Data for review:
***

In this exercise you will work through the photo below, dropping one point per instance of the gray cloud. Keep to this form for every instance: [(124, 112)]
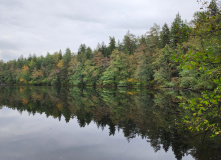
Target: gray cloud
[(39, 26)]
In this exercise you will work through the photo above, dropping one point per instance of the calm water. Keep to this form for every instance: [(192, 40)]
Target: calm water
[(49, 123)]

***

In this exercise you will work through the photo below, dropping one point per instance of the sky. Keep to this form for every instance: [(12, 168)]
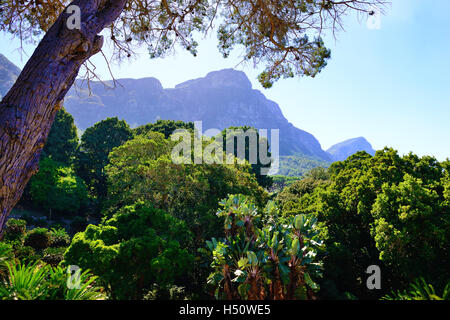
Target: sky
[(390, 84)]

***

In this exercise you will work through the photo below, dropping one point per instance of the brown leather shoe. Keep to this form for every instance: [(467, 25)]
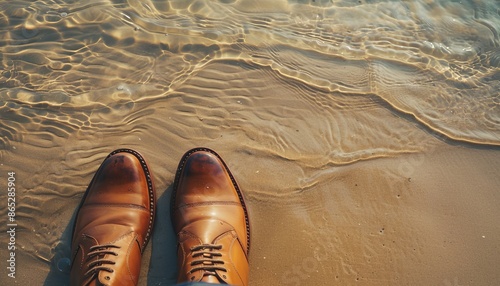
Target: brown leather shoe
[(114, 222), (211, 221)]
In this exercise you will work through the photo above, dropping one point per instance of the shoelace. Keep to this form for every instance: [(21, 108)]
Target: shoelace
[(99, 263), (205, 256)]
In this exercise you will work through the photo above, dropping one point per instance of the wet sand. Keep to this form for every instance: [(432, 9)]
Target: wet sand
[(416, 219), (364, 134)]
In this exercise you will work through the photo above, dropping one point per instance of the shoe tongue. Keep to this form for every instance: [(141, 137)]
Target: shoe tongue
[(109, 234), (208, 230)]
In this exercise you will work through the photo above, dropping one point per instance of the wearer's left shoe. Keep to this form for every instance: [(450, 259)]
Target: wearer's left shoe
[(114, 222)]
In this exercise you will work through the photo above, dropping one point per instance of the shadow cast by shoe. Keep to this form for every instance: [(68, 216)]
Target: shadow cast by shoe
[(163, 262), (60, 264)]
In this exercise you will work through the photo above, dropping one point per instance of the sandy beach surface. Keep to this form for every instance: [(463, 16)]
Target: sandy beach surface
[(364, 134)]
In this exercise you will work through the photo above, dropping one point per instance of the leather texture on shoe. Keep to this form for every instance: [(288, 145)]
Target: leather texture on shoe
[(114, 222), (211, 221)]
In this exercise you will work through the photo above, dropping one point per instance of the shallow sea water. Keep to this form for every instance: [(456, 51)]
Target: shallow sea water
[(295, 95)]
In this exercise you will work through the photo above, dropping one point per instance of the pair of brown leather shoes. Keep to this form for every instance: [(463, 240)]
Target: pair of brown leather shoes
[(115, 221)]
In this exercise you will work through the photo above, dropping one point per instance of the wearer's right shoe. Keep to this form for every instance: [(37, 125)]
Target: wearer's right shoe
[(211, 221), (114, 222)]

***

Note how many lines in the data above have the string "below" in them, and give that number by itself.

Result for this task: 3